### What to work on
Locate the line with "Note to the class: identify the man" in the material. Copy that line and each one after it, through the last, exactly and with nothing else.

### Input
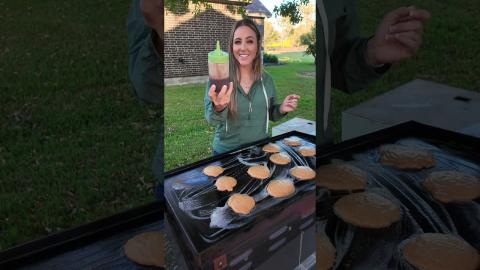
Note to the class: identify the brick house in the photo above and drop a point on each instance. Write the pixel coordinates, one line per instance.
(189, 38)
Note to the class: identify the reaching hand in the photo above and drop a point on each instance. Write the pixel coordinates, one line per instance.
(289, 104)
(221, 99)
(398, 36)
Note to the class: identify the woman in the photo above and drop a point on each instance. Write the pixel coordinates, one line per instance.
(242, 110)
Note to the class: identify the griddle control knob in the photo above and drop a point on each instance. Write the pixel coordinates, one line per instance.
(220, 262)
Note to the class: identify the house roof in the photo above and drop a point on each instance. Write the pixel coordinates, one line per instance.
(257, 7)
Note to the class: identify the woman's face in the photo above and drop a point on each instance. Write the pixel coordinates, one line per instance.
(245, 46)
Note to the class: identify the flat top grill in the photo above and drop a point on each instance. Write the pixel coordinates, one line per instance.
(201, 210)
(359, 248)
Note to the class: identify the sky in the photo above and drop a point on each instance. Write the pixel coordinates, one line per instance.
(270, 4)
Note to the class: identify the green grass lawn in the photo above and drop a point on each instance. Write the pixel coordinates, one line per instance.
(75, 144)
(188, 137)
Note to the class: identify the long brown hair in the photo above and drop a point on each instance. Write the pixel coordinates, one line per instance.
(235, 75)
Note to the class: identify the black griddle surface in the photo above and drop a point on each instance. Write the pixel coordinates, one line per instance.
(185, 183)
(359, 248)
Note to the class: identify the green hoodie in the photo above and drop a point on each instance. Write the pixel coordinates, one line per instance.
(250, 125)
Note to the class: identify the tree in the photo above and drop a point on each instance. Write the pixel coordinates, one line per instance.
(309, 40)
(271, 35)
(288, 8)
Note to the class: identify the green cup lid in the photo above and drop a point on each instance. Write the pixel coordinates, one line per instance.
(218, 56)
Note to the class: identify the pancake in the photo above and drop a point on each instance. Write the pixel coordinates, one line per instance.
(307, 151)
(367, 210)
(341, 177)
(292, 141)
(452, 186)
(271, 148)
(259, 172)
(146, 249)
(280, 188)
(225, 183)
(325, 252)
(280, 158)
(406, 157)
(213, 170)
(302, 172)
(436, 251)
(241, 203)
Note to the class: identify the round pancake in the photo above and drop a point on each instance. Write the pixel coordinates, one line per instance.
(405, 157)
(259, 172)
(436, 251)
(367, 210)
(341, 177)
(213, 170)
(452, 186)
(241, 203)
(302, 172)
(325, 252)
(280, 158)
(271, 148)
(292, 141)
(225, 183)
(307, 151)
(146, 249)
(280, 188)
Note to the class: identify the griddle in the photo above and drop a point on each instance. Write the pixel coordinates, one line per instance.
(192, 199)
(95, 245)
(359, 248)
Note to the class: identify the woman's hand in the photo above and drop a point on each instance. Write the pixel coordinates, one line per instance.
(289, 104)
(221, 99)
(398, 36)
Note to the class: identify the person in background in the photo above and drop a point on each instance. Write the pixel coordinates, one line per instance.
(145, 65)
(242, 110)
(348, 62)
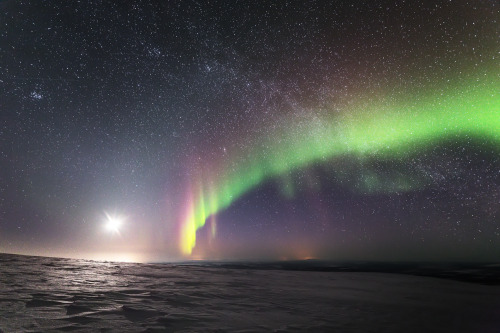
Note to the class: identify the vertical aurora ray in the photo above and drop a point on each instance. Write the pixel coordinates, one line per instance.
(387, 126)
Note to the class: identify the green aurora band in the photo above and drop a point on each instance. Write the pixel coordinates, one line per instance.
(391, 126)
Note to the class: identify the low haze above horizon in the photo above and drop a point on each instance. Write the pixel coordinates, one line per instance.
(227, 130)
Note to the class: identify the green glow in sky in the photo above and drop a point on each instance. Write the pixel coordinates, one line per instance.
(382, 127)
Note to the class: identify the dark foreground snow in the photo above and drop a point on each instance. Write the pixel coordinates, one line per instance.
(64, 295)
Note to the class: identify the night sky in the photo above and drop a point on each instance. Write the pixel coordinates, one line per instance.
(167, 130)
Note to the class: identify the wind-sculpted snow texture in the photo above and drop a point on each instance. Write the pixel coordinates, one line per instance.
(60, 295)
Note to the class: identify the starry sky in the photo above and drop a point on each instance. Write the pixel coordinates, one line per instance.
(341, 130)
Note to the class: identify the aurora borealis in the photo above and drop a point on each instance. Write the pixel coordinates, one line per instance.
(379, 129)
(234, 130)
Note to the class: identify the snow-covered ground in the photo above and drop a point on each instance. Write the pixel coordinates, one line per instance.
(64, 295)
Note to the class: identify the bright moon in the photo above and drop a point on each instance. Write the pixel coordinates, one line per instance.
(113, 223)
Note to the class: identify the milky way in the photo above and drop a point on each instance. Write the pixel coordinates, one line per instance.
(229, 130)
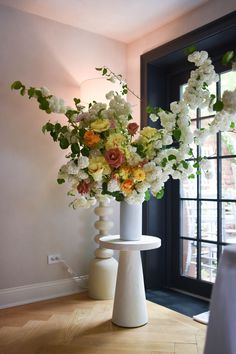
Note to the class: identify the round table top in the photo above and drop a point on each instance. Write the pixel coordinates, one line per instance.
(115, 243)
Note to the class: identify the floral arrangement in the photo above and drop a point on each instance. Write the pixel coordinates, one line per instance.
(107, 156)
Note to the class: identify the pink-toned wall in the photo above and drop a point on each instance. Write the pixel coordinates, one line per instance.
(202, 15)
(35, 218)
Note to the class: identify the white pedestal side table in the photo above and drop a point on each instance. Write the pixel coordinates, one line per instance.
(130, 309)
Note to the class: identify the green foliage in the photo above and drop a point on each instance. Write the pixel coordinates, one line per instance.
(191, 176)
(185, 164)
(63, 142)
(140, 150)
(147, 196)
(160, 194)
(177, 134)
(75, 148)
(171, 157)
(60, 181)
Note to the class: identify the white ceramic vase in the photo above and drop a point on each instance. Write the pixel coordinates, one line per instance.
(130, 221)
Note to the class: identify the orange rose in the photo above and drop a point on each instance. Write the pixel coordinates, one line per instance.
(90, 138)
(127, 185)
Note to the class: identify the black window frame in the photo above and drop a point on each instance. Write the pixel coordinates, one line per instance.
(160, 218)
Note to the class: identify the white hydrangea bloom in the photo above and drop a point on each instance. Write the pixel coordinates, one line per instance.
(113, 186)
(153, 117)
(57, 105)
(82, 175)
(229, 100)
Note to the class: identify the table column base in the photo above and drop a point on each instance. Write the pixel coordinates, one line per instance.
(130, 309)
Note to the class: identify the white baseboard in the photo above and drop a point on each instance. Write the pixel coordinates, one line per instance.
(40, 291)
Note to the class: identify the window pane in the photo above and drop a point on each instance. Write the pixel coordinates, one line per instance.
(229, 222)
(208, 262)
(188, 218)
(192, 112)
(209, 221)
(229, 178)
(228, 81)
(188, 188)
(205, 111)
(228, 143)
(208, 148)
(189, 258)
(209, 185)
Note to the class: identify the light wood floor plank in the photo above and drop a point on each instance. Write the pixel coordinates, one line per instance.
(77, 324)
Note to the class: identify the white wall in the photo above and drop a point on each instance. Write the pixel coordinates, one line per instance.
(34, 215)
(202, 15)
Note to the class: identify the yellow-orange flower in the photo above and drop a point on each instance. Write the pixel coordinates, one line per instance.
(100, 125)
(124, 171)
(90, 138)
(127, 185)
(139, 174)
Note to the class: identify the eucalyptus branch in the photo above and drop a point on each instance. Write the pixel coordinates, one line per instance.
(111, 76)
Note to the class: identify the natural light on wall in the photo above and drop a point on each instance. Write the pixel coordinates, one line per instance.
(95, 90)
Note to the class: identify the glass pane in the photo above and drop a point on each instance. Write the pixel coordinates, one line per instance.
(205, 111)
(193, 146)
(209, 221)
(208, 148)
(228, 81)
(188, 218)
(229, 222)
(229, 178)
(209, 185)
(188, 188)
(192, 112)
(228, 143)
(189, 258)
(208, 262)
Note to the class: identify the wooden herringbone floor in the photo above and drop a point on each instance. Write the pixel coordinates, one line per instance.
(77, 324)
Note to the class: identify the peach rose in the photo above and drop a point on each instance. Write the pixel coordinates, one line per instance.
(90, 138)
(132, 128)
(127, 185)
(114, 157)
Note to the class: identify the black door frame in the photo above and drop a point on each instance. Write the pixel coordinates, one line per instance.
(160, 217)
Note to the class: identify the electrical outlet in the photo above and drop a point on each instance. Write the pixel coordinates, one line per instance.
(54, 258)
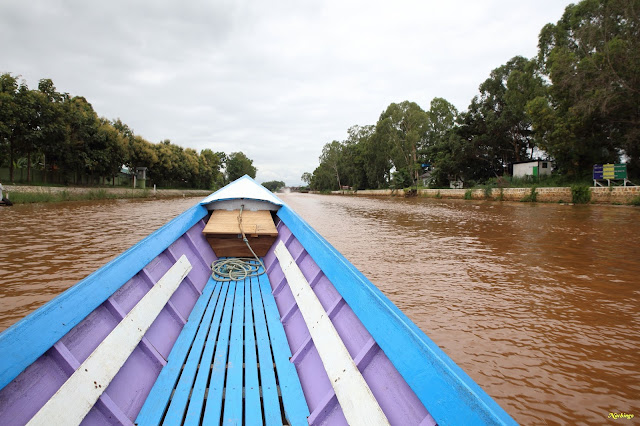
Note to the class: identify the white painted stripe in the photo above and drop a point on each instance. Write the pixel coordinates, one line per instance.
(354, 395)
(79, 393)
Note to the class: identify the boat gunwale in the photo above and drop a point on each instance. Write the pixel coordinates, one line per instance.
(57, 317)
(448, 393)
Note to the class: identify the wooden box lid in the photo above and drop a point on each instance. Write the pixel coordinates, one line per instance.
(254, 223)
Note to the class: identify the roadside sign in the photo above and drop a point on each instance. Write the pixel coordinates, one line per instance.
(609, 171)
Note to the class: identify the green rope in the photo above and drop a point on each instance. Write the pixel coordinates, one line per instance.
(238, 268)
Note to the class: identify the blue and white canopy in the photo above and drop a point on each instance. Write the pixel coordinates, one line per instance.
(244, 190)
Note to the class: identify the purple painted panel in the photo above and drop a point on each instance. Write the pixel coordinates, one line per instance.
(295, 329)
(131, 293)
(22, 398)
(296, 249)
(326, 292)
(395, 397)
(313, 378)
(199, 272)
(284, 297)
(310, 270)
(28, 392)
(89, 333)
(132, 384)
(200, 243)
(158, 267)
(328, 412)
(333, 416)
(163, 332)
(350, 329)
(397, 400)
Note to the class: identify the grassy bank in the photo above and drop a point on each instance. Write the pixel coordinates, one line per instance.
(44, 196)
(37, 194)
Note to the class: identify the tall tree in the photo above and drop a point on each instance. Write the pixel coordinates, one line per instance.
(404, 125)
(591, 113)
(238, 165)
(274, 185)
(332, 157)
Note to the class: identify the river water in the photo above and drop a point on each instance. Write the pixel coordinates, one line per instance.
(538, 303)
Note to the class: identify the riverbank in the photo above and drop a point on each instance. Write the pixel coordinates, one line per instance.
(19, 194)
(582, 195)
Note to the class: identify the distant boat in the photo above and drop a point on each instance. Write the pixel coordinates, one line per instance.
(152, 337)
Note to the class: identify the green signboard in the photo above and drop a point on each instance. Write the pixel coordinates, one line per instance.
(609, 171)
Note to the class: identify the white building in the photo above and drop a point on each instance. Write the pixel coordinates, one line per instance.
(532, 168)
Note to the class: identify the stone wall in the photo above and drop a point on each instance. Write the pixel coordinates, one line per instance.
(613, 195)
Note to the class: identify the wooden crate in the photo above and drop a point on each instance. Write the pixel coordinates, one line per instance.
(223, 232)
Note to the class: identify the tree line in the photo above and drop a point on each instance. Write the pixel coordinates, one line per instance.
(63, 137)
(577, 103)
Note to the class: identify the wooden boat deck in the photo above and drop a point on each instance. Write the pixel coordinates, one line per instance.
(230, 364)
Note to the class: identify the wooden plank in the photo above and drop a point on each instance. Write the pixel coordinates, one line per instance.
(295, 404)
(253, 411)
(233, 393)
(202, 379)
(213, 406)
(53, 320)
(270, 399)
(80, 392)
(354, 395)
(225, 222)
(158, 398)
(180, 399)
(449, 394)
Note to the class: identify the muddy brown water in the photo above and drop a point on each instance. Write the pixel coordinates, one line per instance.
(538, 303)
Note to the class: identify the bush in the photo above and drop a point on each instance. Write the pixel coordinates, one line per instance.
(532, 197)
(580, 194)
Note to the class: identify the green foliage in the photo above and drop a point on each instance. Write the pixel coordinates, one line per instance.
(239, 165)
(580, 194)
(400, 179)
(274, 185)
(589, 114)
(306, 177)
(64, 138)
(532, 197)
(576, 103)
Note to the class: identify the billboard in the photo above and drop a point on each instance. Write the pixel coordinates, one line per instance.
(609, 171)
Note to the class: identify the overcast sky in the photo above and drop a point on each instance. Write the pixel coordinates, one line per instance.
(273, 79)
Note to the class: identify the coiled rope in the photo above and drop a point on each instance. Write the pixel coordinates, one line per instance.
(238, 268)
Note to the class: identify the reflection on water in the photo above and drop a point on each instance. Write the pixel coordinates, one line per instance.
(538, 303)
(46, 248)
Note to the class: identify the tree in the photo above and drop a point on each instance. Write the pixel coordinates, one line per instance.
(497, 123)
(306, 177)
(210, 163)
(331, 156)
(404, 125)
(590, 113)
(239, 165)
(274, 185)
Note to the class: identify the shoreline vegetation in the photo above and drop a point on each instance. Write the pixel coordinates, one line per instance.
(574, 105)
(577, 194)
(19, 194)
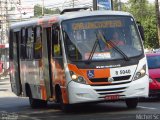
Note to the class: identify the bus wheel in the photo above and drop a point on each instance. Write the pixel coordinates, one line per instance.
(64, 107)
(132, 103)
(36, 103)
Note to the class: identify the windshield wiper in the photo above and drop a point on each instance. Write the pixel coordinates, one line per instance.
(93, 50)
(114, 46)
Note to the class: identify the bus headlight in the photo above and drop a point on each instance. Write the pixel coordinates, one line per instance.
(140, 73)
(150, 80)
(77, 78)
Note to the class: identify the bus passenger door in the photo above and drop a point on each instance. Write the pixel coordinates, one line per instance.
(14, 63)
(46, 38)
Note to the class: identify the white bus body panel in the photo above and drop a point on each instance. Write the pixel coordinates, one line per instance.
(79, 93)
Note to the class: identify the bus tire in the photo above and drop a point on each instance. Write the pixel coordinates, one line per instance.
(35, 103)
(132, 103)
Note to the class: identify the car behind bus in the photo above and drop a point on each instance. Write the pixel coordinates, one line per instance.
(154, 73)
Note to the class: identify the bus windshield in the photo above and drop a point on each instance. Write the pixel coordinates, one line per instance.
(101, 38)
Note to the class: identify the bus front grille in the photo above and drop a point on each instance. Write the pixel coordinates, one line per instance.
(103, 92)
(106, 79)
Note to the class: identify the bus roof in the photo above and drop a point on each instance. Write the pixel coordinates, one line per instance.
(66, 16)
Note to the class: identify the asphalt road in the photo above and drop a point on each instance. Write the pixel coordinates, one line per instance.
(13, 107)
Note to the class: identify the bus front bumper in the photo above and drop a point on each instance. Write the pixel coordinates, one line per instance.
(81, 93)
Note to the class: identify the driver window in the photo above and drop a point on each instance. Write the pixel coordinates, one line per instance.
(56, 45)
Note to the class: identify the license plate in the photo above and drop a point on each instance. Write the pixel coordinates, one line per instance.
(112, 97)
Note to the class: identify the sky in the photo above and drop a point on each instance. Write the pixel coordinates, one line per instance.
(61, 2)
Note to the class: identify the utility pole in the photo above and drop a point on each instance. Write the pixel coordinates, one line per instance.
(73, 3)
(42, 7)
(4, 21)
(158, 19)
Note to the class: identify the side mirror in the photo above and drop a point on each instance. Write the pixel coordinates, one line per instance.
(141, 30)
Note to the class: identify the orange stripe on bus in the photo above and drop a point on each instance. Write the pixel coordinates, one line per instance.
(43, 93)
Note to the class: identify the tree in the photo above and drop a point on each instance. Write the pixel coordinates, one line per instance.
(144, 12)
(158, 19)
(38, 10)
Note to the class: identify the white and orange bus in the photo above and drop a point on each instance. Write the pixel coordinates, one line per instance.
(64, 58)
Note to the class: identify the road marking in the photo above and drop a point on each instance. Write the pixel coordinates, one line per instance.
(147, 107)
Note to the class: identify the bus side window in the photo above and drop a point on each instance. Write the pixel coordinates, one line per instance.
(38, 43)
(30, 41)
(23, 44)
(56, 50)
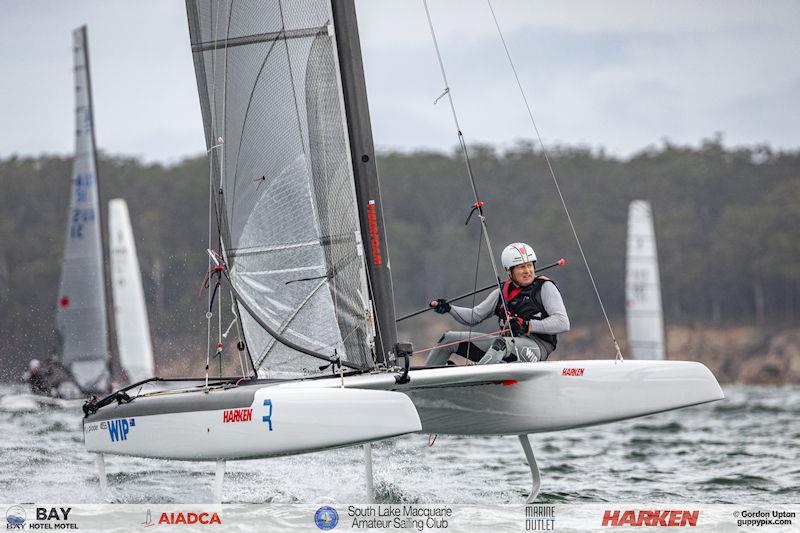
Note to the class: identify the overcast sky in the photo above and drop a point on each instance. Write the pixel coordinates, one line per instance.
(615, 74)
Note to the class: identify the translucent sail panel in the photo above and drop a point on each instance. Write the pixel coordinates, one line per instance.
(130, 311)
(643, 286)
(81, 318)
(269, 86)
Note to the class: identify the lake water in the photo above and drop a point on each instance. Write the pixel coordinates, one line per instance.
(744, 449)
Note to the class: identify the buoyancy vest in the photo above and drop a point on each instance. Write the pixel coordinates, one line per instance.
(526, 303)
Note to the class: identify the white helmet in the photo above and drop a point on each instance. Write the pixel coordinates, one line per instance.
(517, 253)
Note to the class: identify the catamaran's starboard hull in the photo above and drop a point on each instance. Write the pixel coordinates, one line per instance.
(248, 422)
(520, 398)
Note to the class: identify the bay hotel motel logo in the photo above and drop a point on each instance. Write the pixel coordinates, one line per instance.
(44, 518)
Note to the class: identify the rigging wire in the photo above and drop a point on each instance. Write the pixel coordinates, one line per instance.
(211, 204)
(478, 205)
(555, 180)
(474, 294)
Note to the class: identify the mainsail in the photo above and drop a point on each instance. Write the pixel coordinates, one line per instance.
(281, 112)
(130, 311)
(82, 327)
(643, 286)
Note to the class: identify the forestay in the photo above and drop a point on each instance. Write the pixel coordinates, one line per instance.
(82, 327)
(274, 118)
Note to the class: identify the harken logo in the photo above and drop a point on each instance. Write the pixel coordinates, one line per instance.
(237, 415)
(656, 518)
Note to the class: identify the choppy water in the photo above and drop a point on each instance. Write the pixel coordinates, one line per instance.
(744, 449)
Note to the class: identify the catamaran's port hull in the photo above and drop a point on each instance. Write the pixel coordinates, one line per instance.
(521, 398)
(248, 422)
(290, 417)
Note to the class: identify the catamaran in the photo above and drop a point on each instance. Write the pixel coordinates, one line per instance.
(300, 253)
(134, 345)
(81, 323)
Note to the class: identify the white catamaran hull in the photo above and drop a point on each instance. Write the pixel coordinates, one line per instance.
(272, 421)
(521, 398)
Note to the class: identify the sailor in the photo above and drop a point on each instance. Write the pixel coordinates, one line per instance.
(38, 377)
(536, 315)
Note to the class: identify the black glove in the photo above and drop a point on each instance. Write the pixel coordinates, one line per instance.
(519, 326)
(441, 305)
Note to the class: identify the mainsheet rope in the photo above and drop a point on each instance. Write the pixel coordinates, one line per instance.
(478, 205)
(555, 181)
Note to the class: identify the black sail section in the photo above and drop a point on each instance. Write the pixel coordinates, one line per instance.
(273, 111)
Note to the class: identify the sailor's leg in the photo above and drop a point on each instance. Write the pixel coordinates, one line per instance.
(219, 477)
(448, 345)
(101, 473)
(496, 353)
(368, 465)
(537, 481)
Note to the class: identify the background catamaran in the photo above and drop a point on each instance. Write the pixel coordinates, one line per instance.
(301, 246)
(82, 324)
(643, 309)
(134, 346)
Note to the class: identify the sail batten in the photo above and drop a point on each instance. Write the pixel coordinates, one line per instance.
(271, 89)
(261, 38)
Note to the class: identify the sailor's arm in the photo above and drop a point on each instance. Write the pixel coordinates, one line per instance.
(558, 321)
(469, 316)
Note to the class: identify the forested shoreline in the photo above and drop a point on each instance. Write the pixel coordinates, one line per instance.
(726, 221)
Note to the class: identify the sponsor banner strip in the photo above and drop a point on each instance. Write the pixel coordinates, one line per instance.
(442, 518)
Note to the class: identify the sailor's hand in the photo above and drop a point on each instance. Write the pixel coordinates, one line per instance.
(440, 305)
(519, 326)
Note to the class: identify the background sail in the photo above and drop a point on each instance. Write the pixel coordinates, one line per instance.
(269, 87)
(81, 319)
(643, 286)
(130, 311)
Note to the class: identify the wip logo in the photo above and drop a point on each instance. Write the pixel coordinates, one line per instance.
(237, 415)
(619, 518)
(374, 238)
(189, 518)
(118, 429)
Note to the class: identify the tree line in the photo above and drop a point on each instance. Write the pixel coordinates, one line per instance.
(726, 222)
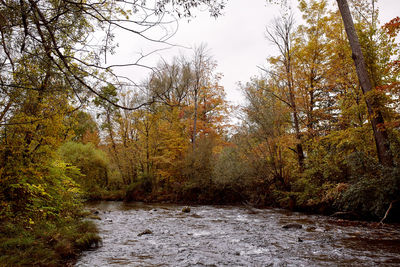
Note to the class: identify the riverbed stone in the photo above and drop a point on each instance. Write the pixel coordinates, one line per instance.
(292, 226)
(186, 209)
(146, 232)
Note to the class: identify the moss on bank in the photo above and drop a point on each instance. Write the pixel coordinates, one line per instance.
(46, 243)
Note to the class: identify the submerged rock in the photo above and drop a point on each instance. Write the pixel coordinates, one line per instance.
(346, 215)
(292, 226)
(145, 232)
(186, 209)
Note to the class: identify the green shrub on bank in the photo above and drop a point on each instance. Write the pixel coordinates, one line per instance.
(92, 163)
(45, 243)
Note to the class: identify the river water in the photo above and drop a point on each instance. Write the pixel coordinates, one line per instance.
(234, 236)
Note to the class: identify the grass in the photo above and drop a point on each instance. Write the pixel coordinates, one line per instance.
(47, 243)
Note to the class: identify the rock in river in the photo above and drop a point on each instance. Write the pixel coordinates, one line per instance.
(292, 226)
(186, 209)
(145, 232)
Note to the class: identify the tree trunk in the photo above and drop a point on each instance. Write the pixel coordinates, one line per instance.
(380, 134)
(195, 118)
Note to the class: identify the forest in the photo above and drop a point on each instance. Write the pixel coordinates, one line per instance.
(313, 135)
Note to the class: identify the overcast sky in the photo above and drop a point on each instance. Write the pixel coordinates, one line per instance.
(236, 40)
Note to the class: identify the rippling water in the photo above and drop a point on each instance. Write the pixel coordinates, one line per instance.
(233, 236)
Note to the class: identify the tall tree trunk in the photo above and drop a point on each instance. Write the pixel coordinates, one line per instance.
(195, 117)
(380, 134)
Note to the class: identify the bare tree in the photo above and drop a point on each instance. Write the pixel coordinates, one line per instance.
(73, 37)
(280, 34)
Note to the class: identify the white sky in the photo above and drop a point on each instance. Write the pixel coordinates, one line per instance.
(236, 40)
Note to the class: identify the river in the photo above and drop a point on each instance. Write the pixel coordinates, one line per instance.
(234, 236)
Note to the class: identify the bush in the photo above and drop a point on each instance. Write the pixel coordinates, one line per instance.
(372, 189)
(92, 162)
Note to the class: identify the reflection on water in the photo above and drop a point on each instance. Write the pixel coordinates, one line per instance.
(233, 236)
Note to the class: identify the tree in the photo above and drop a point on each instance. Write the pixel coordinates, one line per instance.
(377, 122)
(281, 35)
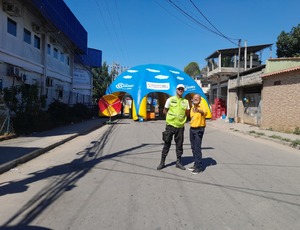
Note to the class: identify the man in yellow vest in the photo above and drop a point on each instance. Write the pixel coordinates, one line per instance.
(198, 115)
(177, 110)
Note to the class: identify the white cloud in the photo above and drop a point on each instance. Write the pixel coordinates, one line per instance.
(153, 70)
(175, 72)
(132, 71)
(162, 77)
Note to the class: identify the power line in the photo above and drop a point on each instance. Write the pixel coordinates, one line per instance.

### Solved problem
Note to the class: identify the man in yellow vest in the photo above and drop a point on each instance. Write the pixel coordinates, one line per instance.
(198, 115)
(177, 110)
Note to the class: identify the white cloud in the photo above and drop a point on each instance. Write the pixel coordinates, one line per instance.
(153, 70)
(175, 72)
(132, 71)
(162, 77)
Note to the class: identify the power line in the photo above and drop a point on each instance. Write the pixel coordinates, one line per instance.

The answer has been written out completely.